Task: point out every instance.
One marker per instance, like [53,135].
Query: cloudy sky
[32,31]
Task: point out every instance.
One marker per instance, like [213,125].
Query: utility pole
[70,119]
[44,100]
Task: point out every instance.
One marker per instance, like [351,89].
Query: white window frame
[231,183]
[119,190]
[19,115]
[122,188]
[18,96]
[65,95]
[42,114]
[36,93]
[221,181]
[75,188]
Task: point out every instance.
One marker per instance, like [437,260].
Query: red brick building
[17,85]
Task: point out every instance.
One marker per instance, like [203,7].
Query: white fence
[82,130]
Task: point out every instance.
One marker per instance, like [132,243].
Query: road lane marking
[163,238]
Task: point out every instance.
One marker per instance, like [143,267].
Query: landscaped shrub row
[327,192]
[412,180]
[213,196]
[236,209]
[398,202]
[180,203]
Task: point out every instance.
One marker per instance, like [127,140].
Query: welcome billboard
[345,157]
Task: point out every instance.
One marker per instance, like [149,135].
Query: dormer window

> **EXERCISE INSTRUCTIONS**: All of the entries must be written out exactly as they stand.

> **EXPECTED OUTPUT**:
Task: point out every instance.
One marker per instance, like [53,135].
Query: cloudy sky
[32,31]
Task: point out every instance.
One marker per instance, like [213,125].
Query: utility pole
[70,119]
[44,100]
Task: point out every instance.
One marker per instance, like [351,89].
Query: white window frame
[231,183]
[119,190]
[19,115]
[122,188]
[18,96]
[65,95]
[42,114]
[36,93]
[221,181]
[75,188]
Task: point out every instance.
One marker per instance, like [437,260].
Query: red brick building
[17,85]
Task: point out every instance.
One marker per instance, like [203,7].
Query: white fence
[82,130]
Task: point out every instance.
One marker per instance, like [132,243].
Query: road lane marking
[163,238]
Task: point out every instance.
One marker per instance, like [143,267].
Query: landscaped shrub row
[327,192]
[412,180]
[213,196]
[236,209]
[398,202]
[180,203]
Task: point out every instance.
One marker per instance, like [127,140].
Query: welcome billboard
[345,157]
Task: point out every instance.
One marker per instance, like [149,135].
Query: dormer window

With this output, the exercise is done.